Il sistema bancario all'anno zero
Cambiamento dei modelli di comportamento dei consumatori e delle aziende; impatti delle nuove tecnologie digitali, l'intelligenza artificiale, il cloud, l'IoT; la normativa; lo scenario di mercato fatto di tassi bassi e di curve dei rendimenti piatte. Tutti questi fattori costituiscono le sfide per le banche del futuro, in un contesto di ridefinizione degli obiettivi e delle strategie per raggiungerli, dove i grandi player devono fare i conti con la complessità delle proprie legacy e i piccoli e medi sono di fronte ai dilemmi delle scelte di M&A.
Mai come in questi ultimi anni, il sistema bancario è stato sotto pressione: colpa della crisi economica, certo, ma anche di un mondo che cambia alla velocità della luce, che richiede nuove modalità di dialogo e interazione. Da qui, la necessità di una profonda riflessione sullo sviluppo che le istituzioni finanziarie dovranno percorrere nel prossimo futuro.
PMI: SE LA FIDUCIA VIENE MENO
Una recente ricerca, curata da The European House - Ambrosetti e Openjobmetis, dal titolo Le banche del futuro, ha evidenziato la progressiva riduzione della fidelizzazione delle aziende, la minore interazione delle Pmi italiane con le banche e l’affermazione dei nuovi strumenti digitali. Guardando alle Pmi, dallo studio è emerso che le condizioni economiche, la presenza di un gestore dedicato, le strategie omnicanale e un'offerta di nuovi servizi sono tra i fattori che le imprese di quella stazza guardano con maggiore attenzione.

• • • • •

• Attività da svolgere:
A: Nel testo sul sistema bancario, riscrivi il passo che parte da "Il sistema bancario all'anno" e finisce con "scelte di M&A.", scambiando "tassi bassi" con "tassi ridotti".
B: Trasforma in un elenco puntato il paragrafo del testo sul sistema bancario che comincia con "Una recente ricerca", conservandone i fatti principali.

• Dati forniti:
• • • • •

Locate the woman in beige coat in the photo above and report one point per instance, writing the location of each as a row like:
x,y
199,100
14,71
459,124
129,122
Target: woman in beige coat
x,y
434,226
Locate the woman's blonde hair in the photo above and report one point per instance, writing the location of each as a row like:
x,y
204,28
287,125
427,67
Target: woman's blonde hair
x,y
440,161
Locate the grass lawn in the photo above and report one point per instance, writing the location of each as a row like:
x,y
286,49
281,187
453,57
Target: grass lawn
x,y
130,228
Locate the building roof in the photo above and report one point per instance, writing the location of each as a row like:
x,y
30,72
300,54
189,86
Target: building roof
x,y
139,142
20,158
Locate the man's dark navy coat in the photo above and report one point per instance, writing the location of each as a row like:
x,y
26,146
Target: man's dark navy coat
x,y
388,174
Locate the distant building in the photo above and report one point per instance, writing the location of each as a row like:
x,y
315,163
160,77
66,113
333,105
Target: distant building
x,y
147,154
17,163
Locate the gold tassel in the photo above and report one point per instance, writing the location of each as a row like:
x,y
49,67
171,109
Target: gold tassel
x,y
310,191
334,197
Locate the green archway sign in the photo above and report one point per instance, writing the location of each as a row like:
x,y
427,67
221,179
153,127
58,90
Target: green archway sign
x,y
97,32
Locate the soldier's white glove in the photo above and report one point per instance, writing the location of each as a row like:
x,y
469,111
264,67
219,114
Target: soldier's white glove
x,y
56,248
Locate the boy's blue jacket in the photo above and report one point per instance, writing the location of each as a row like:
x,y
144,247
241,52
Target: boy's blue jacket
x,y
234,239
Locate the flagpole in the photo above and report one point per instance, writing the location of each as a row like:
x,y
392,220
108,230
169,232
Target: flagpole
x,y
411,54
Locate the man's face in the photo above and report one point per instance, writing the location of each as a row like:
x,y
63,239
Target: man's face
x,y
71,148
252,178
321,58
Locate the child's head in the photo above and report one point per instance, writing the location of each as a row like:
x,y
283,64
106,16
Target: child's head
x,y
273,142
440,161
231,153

• • • • •

• Soluzioni:
A:
Il sistema bancario all'anno zero
Cambiamento dei modelli di comportamento dei consumatori e delle aziende; impatti delle nuove tecnologie digitali, l'intelligenza artificiale, il cloud, l'IoT; la normativa; lo scenario di mercato fatto di tassi ridotti e di curve dei rendimenti piatte. Tutti questi fattori costituiscono le sfide per le banche del futuro, in un contesto di ridefinizione degli obiettivi e delle strategie per raggiungerli, dove i grandi player devono fare i conti con la complessità delle proprie legacy e i piccoli e medi sono di fronte ai dilemmi delle scelte di M&A.

B:
- Ricerca: "Le banche del futuro", curata da The European House - Ambrosetti e Openjobmetis.
- Primo risultato: la fidelizzazione delle aziende si riduce progressivamente.
- Secondo risultato: le Pmi italiane interagiscono meno con le banche.
- Terzo risultato: si affermano i nuovi strumenti digitali.
- Fattori seguiti con più attenzione dalle Pmi:
  - le condizioni economiche
  - la presenza di un gestore dedicato
  - le strategie omnicanale
  - un'offerta di nuovi servizi